REQUIRED ACTION :: Each entry should be given again exactly, with any image left out.
—————
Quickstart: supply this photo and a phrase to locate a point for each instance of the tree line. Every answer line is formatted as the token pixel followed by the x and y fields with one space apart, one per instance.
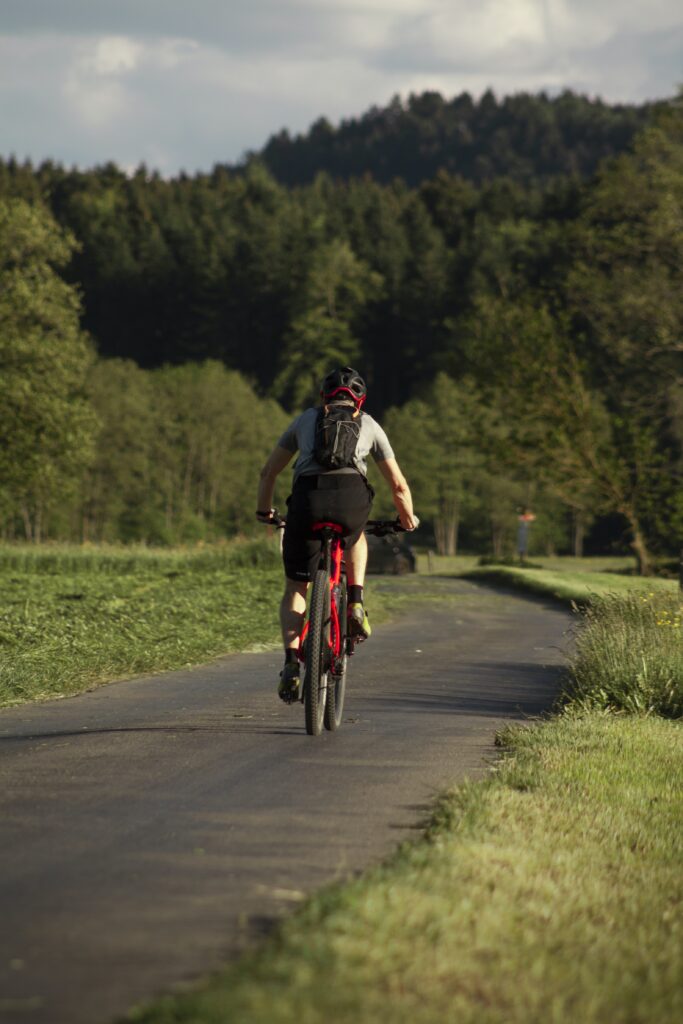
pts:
pixel 528 335
pixel 524 137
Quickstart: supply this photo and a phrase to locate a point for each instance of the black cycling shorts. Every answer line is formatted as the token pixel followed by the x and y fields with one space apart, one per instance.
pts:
pixel 341 498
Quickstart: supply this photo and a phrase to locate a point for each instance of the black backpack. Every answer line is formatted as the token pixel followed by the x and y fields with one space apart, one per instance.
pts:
pixel 337 432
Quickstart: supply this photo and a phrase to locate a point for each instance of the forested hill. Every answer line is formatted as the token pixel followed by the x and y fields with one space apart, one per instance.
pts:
pixel 523 137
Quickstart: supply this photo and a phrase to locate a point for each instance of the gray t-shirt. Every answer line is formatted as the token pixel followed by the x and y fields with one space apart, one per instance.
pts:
pixel 300 436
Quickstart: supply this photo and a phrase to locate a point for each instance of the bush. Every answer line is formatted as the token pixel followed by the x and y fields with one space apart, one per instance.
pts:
pixel 630 654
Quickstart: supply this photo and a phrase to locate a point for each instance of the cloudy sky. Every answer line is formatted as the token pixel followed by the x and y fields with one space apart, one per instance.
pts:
pixel 182 84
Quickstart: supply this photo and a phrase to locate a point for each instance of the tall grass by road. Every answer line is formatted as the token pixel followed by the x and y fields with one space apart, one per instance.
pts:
pixel 550 893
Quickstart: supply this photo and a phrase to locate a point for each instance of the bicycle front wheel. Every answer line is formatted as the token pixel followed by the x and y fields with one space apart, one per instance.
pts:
pixel 317 653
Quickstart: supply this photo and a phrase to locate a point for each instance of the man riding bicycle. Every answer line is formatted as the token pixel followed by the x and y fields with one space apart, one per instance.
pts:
pixel 321 494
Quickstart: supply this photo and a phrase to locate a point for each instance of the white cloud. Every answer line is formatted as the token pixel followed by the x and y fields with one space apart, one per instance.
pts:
pixel 185 86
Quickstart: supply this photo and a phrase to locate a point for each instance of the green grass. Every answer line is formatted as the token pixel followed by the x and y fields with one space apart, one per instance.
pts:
pixel 60 633
pixel 551 893
pixel 73 617
pixel 571 585
pixel 630 654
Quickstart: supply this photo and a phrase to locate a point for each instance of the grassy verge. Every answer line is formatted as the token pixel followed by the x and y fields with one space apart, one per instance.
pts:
pixel 580 585
pixel 72 617
pixel 551 892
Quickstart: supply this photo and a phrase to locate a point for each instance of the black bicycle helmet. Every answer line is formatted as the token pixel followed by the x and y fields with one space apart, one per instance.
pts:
pixel 345 379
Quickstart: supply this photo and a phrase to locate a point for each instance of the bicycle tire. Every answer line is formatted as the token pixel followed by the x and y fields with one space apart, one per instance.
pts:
pixel 316 654
pixel 334 707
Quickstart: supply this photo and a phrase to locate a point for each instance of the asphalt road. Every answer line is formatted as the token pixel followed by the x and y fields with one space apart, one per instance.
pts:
pixel 152 828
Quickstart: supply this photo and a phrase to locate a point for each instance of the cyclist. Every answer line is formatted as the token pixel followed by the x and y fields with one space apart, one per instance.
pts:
pixel 341 496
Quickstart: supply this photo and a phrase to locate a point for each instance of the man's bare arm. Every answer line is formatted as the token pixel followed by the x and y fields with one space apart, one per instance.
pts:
pixel 275 463
pixel 400 493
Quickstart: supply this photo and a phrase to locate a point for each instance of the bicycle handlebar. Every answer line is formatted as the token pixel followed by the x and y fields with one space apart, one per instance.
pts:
pixel 378 527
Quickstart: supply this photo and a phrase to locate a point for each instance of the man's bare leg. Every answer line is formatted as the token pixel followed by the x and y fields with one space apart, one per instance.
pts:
pixel 356 561
pixel 292 611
—————
TASK SOLUTION ::
Quickstart: supply this photo and a phrase to locate a point for each instance of the tree line. Every answer line is formatted as the token pixel followed by the x and y fields with one space apart, one per instance.
pts:
pixel 528 335
pixel 524 137
Quickstart: supply this photo and a phrase to locate a point for each instance of the black cycling shorts. Every answer line is formatted as the token pixel followed by the x and y fields with one space apart, one per instance.
pts:
pixel 341 498
Quickstart: supply this photo and a phrase to locate a point for each instance of the black backpack. Every answer line is formatted as the token pixel followed by the x and y fields with one space apart, one per instance.
pts:
pixel 337 432
Quickstart: supply this photo and a phrase to locate a point for each instance of the forested hill. Every answer line is formatted as the token pixel followed by the x and y fields with one space apart, one per instance.
pts:
pixel 523 137
Quickstart: supply this photo and a phrase to locate a point for each instance of the gray t-shirt. Every answer line is formatted as the token pixel followed by the x and y fields with one space apart, one per instance.
pts:
pixel 300 436
Quickstart: supply this photo and a phrase to locate a point for each instance of the bush. Every answer line is formatted as the token pixel followed by the x and y fields with one space apart, one per instance.
pts:
pixel 630 654
Quickstart: supply this photo and a phrase to locate a point for each instance of the cloudy sky. Every answer line is formatted as the token pixel followed by the x and y fields with one space apart, one per instance.
pts:
pixel 182 84
Quickstart: supply this photo and a phrase to locate a point for each instance of the tall grass by road. Every answer line is formatted as the token pixel followed by the x and y fields with one space apart, one per instance.
pts:
pixel 550 893
Quickstart: supply this photo and a phrase to locate a point for each instance of the bicycle front wheel. Every answer line is formatted as the token pixel followed by the x and y fields with one space apart, one per instance.
pts:
pixel 317 653
Quickstart: supply this photo and a phrase to locate a point for each instance of the man riding bicycle. Every answer line is formatted as the token pixel followed by the x and y fields with one space apart, one per instance.
pts:
pixel 321 494
Quickstart: supply this photo and a phrase to locate a point for each instance of the white cloud. Every answer line is formatted as the token pixel followed by the x and y fields with one space apart, one per instance.
pts:
pixel 185 86
Quickstart: supply this photo and a phrase to locate a point for each instance of the green grass. Every answer line is formatted as the token pixel followed by the x and y fields with one space apart, one per instance.
pts:
pixel 60 633
pixel 551 893
pixel 73 617
pixel 571 585
pixel 630 654
Quickstart: supply this photo and a phrase to locate a point for each instance of the grassy verge. Every answer line is formatted as the token pixel followed by the x and y fields with one space apart, one per instance.
pts:
pixel 580 585
pixel 72 617
pixel 551 892
Quickstart: supply this photo and a phrase to locate a point for each instance of the black bicycle helmet. Every answer line is formatted as the token pixel followed by the x and y fields with one space apart, one per instance.
pts:
pixel 345 379
Quickstart: supply this photo and a phrase to locate a point for each instance of the bicycle tire. Every answer line is formatted as the token pixel followed by the x and y fields with one space apart, one per instance.
pts:
pixel 316 654
pixel 334 707
Quickstart: supply this photo and a phrase to locate a point for each instance of the asphalt road. Every answer line is formatted as the token pixel followed by the x and y fields with one space apart, one per instance.
pts:
pixel 152 828
Quickstart: supply this photo and a phrase to locate a point for each instance of the cyclist. Every answer line is formatted as the token pixel followed by the x and y fields with one space apart, one per instance.
pts:
pixel 341 496
Quickstart: supply this photo and a phrase to locate a point for each instance of the man's bare arm. Every answer line is formatted as the token pixel followed by the x and y fields with one space apart, one per instance.
pts:
pixel 275 463
pixel 400 493
Quickstart: supply this photo and a phrase to locate a point for each instance of the bicycle handlebar. Every answer line is formatted as the token pixel followed by the x and y fields with one space apart, one per instance.
pts:
pixel 378 527
Quickstart: supply this photo and a phrase to locate a point for each instance of the man's bare leg. Every answer line is formatted as the token pixel followed by the x and y fields with one space apart, one per instance.
pts:
pixel 356 561
pixel 292 611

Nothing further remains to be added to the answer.